> WHAT IS EXPECTED:
Retype the records from the line containing "Please put a marker on the rose" through the line containing "Please put a marker on the wire", both included, with every character unchanged.

> EXERCISE INPUTS:
┄┄┄┄┄┄

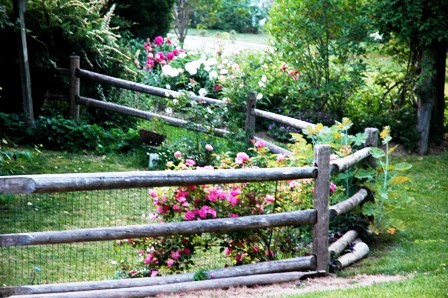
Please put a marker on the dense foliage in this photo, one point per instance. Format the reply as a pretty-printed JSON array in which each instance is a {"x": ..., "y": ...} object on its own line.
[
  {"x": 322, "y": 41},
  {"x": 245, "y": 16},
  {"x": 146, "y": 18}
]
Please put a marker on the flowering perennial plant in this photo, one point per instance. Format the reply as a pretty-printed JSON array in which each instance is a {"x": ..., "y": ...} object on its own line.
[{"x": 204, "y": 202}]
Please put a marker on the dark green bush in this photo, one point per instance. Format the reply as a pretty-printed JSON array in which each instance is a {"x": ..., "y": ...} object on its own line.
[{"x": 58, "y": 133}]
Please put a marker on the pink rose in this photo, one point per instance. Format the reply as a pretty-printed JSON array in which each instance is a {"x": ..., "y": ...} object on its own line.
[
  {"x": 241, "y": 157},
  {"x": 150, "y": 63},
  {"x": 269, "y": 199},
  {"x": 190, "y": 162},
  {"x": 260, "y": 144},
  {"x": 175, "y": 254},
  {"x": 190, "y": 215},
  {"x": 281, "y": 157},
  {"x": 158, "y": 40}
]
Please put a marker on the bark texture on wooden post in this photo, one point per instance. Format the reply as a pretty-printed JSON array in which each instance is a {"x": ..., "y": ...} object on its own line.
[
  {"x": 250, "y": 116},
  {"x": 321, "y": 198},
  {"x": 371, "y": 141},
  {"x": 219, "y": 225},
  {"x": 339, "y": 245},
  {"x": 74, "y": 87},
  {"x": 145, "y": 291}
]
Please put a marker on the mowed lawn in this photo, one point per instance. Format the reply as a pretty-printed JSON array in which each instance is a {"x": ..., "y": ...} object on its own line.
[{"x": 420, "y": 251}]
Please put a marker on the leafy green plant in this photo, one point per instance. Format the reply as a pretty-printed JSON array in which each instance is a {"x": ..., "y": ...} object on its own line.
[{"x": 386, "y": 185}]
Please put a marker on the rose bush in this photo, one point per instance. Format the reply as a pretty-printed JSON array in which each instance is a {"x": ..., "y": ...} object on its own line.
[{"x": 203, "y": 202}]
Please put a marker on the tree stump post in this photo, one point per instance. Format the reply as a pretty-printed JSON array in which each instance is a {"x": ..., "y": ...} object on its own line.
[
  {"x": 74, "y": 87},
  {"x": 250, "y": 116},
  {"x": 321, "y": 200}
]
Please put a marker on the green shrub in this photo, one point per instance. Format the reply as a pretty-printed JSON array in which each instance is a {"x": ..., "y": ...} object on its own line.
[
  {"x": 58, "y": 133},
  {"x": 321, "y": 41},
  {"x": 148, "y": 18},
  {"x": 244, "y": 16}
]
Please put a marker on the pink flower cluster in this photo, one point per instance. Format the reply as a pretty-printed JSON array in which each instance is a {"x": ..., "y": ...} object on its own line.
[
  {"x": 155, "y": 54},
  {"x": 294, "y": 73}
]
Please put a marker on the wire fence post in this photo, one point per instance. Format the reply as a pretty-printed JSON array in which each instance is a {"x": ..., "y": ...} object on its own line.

┄┄┄┄┄┄

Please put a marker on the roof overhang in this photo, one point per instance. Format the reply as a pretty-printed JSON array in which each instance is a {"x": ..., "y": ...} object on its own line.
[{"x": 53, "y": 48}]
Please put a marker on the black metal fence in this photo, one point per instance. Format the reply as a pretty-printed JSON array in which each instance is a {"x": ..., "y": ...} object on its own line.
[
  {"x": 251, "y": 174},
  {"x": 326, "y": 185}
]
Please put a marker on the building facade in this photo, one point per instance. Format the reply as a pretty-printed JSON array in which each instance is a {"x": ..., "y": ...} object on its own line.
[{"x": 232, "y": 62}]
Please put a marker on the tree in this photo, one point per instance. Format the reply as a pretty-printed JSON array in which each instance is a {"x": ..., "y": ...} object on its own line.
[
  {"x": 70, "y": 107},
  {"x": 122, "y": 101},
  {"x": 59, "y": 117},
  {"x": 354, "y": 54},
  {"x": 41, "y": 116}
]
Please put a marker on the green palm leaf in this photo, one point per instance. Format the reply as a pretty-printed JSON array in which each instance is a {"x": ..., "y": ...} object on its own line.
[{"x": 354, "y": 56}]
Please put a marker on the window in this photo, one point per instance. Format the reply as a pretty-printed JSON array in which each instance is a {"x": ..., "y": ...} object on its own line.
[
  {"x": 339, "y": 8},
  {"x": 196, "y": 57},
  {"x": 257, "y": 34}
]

┄┄┄┄┄┄

> EXERCISE RESULT:
Please put a marker on the rose bush in this photo, one point per instance. Format the reply as a pretty-printed JSON array in which each instance is a {"x": ..., "y": ...} object on its own line.
[{"x": 203, "y": 202}]
Please put a marker on the tree stump post in this photo, one point per instance. Format the reply as a pretty-printed JSON array in which each instance is a {"x": ..., "y": ...} object on its own line.
[
  {"x": 74, "y": 87},
  {"x": 250, "y": 116},
  {"x": 321, "y": 200}
]
Please put a marker on the green shrub in this photo, one point per instance. Format the reply as a pretty-printed JSON array in which each instance is a {"x": ..., "y": ...} object on its own line.
[
  {"x": 58, "y": 133},
  {"x": 321, "y": 41},
  {"x": 148, "y": 18},
  {"x": 244, "y": 16}
]
Please put a marker on the pink flower cluster in this photo, one point per instance. Format the reply as a pretty-printed JSON array in which each instance is a {"x": ..., "y": ...} object on its own line.
[
  {"x": 155, "y": 54},
  {"x": 294, "y": 73}
]
Please put a marker on the wire fence post in this photo, one point per instance. Format the reply as a pretty-printed JSON array in which each instance is a {"x": ..., "y": ...} object on its own line.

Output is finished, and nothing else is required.